Texte à lire:
>>>
Quant à ces officiers, qui nous auraient si mal traités s'ils nous avaient découverts, ils se montrèrent pleins de sollicitude envers le batelier; et dans la crainte qu'il ne lui arrivât quelque accident, ils lui crièrent de ne pas songer à se rendre à La Tremblade: la nuit approchait, le vent était contraire; il courrait, lui dirent-ils, à une perte inévitable. Ils lui conseillèrent, au contraire, de retourner à La Rochelle, tant que le vent était propice; et je vous laisse à penser si ce conseil répondait à notre désir. Nous changeâmes donc immédiatement de direction: le bateau vira pour aller vent arrière, et nous dîmes adieu à la frégate du fond de nos cœurs, et aussi du fond de notre bateau, car nous y restâmes soigneusement recouverts, sans oser encore montrer le bout du nez.
<<<
Énoncé du problème:
Dans le texte à lire, vers quelle ville les officiers conseillent-ils au batelier de retourner ?

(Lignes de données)
>>>
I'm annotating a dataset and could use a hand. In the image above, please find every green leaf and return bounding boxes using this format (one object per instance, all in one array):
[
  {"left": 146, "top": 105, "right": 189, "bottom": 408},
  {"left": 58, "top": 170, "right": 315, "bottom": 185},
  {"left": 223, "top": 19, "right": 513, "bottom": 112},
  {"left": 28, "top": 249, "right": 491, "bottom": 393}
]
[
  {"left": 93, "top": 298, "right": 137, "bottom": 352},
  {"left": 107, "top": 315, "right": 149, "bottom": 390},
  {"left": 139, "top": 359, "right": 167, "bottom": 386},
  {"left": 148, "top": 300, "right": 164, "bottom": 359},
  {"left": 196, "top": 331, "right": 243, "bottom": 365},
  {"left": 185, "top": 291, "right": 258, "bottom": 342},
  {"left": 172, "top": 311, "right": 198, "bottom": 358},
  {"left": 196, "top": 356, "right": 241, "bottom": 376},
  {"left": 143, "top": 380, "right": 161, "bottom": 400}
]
<<<
Réponse à l'exercice:
Vers La Rochelle.